Extract the final stretch of the data: the line that contains "Pin every instance of the neighbouring" and every line after it, unaltered, and no other lines.

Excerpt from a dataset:
------------

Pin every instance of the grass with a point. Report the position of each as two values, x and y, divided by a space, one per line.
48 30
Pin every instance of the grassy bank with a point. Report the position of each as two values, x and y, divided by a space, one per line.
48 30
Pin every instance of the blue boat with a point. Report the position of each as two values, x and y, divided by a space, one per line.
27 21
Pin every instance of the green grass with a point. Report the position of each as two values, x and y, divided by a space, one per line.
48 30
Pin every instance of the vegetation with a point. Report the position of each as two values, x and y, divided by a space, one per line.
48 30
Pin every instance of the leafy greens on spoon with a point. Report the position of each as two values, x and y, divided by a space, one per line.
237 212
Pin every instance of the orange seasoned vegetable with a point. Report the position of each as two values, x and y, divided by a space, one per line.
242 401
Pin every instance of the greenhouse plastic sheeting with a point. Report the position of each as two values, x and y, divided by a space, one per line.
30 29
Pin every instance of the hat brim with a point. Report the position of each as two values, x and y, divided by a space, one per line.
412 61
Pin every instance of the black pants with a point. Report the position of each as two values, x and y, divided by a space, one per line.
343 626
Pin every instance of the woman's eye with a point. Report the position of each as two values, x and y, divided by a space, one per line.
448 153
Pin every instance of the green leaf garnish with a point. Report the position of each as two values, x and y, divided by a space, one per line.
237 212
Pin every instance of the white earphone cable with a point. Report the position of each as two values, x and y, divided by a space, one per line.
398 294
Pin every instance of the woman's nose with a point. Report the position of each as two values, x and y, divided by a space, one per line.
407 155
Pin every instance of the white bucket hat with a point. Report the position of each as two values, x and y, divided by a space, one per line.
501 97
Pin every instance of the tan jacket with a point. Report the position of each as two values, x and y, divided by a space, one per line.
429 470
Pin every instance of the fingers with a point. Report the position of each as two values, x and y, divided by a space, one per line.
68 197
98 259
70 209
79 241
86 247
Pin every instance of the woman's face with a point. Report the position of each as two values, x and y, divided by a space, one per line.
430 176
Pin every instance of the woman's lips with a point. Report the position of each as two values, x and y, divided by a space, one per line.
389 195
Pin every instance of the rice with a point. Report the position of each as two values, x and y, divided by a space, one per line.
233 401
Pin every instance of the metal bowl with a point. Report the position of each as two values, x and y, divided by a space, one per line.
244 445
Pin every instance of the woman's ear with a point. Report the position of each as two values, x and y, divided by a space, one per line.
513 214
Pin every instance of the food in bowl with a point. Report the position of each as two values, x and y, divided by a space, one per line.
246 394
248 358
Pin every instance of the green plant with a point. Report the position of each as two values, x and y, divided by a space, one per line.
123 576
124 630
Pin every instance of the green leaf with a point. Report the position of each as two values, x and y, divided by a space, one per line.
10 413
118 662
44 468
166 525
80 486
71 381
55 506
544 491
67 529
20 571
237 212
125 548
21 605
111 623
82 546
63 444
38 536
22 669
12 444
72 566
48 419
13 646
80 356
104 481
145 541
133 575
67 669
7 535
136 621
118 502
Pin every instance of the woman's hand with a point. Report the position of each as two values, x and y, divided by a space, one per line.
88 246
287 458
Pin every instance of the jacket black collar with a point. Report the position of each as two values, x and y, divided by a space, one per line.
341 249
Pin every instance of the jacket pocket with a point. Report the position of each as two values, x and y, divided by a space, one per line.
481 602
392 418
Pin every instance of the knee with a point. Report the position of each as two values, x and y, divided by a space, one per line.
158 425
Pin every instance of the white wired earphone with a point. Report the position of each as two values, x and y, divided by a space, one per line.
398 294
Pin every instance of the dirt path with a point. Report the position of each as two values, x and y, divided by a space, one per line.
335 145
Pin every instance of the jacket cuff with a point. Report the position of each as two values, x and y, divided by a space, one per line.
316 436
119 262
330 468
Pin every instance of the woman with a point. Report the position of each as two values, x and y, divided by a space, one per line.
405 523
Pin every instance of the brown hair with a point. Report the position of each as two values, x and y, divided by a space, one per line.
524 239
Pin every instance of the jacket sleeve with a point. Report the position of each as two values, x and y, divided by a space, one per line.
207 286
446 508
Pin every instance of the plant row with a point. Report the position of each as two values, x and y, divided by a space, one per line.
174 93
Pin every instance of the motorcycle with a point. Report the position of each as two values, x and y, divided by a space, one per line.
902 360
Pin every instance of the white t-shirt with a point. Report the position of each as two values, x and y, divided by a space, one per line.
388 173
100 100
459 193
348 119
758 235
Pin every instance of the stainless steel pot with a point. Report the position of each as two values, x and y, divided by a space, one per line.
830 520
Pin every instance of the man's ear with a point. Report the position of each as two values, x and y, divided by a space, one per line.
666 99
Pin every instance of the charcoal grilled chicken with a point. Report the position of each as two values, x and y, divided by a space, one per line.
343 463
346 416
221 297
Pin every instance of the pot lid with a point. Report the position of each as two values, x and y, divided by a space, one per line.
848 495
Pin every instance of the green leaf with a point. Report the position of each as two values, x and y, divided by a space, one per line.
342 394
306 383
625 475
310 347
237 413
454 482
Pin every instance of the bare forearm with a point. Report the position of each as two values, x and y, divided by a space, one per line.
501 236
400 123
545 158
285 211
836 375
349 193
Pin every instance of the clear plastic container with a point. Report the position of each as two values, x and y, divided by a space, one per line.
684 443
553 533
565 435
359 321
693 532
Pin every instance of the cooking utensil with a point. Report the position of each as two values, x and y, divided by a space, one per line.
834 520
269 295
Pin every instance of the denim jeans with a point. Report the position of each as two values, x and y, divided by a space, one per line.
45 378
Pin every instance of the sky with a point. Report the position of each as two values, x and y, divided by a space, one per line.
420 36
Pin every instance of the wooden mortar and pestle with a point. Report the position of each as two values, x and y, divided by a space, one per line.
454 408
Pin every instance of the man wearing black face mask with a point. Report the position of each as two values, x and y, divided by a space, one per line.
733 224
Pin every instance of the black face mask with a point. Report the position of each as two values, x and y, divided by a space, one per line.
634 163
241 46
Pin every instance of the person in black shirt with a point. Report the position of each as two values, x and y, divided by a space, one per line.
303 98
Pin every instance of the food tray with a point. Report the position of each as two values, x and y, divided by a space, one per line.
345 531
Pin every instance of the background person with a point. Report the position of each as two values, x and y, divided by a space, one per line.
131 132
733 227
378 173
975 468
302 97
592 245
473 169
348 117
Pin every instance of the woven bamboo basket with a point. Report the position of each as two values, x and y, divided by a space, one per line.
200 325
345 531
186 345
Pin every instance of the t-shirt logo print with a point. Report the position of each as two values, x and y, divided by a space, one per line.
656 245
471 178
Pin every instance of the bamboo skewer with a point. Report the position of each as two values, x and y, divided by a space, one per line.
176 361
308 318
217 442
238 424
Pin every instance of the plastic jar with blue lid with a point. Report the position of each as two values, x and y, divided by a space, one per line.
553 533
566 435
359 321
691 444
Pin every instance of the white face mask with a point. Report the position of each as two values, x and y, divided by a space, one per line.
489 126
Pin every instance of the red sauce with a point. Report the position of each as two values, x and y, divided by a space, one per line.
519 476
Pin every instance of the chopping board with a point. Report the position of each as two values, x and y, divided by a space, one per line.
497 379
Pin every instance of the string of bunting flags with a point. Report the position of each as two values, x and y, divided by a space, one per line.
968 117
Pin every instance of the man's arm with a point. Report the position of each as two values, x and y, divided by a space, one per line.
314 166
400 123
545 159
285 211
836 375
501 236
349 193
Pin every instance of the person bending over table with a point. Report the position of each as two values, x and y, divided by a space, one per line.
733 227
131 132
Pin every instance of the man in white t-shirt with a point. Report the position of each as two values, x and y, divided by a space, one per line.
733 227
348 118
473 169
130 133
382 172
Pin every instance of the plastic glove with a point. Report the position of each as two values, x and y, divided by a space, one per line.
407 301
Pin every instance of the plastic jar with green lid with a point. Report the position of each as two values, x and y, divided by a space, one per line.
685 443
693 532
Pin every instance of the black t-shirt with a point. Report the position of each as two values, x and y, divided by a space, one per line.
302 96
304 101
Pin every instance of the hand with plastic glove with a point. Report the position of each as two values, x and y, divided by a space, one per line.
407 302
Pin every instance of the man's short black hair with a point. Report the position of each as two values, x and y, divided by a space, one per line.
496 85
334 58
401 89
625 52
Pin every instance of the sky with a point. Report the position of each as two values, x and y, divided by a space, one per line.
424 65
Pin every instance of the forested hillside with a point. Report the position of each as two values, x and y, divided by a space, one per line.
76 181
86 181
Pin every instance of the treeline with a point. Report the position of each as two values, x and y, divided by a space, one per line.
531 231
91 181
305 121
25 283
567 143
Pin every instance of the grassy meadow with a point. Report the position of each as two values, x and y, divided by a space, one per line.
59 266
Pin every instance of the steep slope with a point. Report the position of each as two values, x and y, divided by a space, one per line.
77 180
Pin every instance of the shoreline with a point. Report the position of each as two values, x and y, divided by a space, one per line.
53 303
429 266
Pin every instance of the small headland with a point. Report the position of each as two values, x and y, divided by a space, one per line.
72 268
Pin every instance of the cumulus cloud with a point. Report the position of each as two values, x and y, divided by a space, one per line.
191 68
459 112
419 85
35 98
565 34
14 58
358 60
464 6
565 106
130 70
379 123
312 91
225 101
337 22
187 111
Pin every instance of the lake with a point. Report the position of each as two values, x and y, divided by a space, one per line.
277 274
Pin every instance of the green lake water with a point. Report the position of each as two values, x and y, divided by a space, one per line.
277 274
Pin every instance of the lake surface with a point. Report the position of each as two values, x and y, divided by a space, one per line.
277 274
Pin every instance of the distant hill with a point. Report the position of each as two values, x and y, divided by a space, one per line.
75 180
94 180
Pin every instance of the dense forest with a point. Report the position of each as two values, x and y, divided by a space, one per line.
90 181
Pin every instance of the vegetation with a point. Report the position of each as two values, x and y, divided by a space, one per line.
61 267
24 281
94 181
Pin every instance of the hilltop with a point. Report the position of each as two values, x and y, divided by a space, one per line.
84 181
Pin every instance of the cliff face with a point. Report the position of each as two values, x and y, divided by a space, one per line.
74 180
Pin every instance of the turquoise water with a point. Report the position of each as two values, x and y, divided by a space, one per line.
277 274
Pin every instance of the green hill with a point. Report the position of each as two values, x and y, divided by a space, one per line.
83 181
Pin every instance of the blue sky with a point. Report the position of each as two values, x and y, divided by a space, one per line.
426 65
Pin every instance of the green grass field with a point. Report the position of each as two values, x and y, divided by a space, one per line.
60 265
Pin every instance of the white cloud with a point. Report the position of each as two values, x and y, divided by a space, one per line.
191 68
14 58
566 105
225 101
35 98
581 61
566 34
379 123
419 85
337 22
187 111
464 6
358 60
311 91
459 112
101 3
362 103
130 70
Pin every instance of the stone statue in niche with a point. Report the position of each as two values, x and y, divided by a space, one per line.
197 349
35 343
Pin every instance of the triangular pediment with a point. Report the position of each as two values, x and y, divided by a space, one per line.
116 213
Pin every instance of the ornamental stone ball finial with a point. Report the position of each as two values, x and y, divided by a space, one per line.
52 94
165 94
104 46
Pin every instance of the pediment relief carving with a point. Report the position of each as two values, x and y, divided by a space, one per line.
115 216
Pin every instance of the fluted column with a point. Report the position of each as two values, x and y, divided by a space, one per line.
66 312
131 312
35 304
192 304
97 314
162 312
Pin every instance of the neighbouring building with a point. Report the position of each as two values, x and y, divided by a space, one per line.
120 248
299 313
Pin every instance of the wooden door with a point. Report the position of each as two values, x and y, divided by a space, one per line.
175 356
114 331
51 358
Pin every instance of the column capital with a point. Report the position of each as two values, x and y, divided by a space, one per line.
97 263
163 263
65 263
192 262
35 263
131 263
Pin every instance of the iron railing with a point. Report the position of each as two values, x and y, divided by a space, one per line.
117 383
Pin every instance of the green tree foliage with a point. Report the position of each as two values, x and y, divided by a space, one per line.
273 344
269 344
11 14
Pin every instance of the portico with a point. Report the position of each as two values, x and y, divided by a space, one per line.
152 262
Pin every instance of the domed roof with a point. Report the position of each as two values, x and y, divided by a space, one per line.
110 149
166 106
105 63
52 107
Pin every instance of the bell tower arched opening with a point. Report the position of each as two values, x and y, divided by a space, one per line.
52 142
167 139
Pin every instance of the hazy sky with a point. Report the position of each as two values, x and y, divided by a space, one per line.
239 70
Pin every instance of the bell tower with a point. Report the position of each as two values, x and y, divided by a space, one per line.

------------

▸ **Finished task**:
Pin every instance of the neighbouring building with a point. Report the position of each as two values, x and y, divided by a space, one per line.
120 248
299 313
Pin every instance of the wooden door with a point. Report the position of each as two values, x and y, divided by a space, one per line.
175 356
114 331
51 358
Pin every instance of the column capital with a point. Report the position of each as two values, x and y, divided by a space, one per line.
97 263
163 263
65 263
192 262
35 263
131 263
Pin every instance of the iron railing with a point. Report the position of each as two values, x and y, divided by a space, one per line.
117 383
Pin every instance of the green tree foliage with a point. Report the position of each as two values, x and y, divided by a space, one per line.
273 344
269 344
11 14
Pin every instance of the portico with a point. Report the position of each as two values, x and y, divided by a space, one per line.
152 262
Pin every instance of the domed roof with a point. Report the position of each as two values, x and y, divided by a space, one per line.
110 149
166 106
105 63
52 107
Pin every instance of the bell tower arched opening with a point. Report the position of each as two values, x and y, divided by a space, one per line.
52 142
167 139
Pin every instance of the hazy sky with a point. Report the position of each as two values, x and y, divided by a space, one per line.
239 70
Pin every instance of the bell tower with a point. Report the position of each as two values, x and y, divided by a space, one per line.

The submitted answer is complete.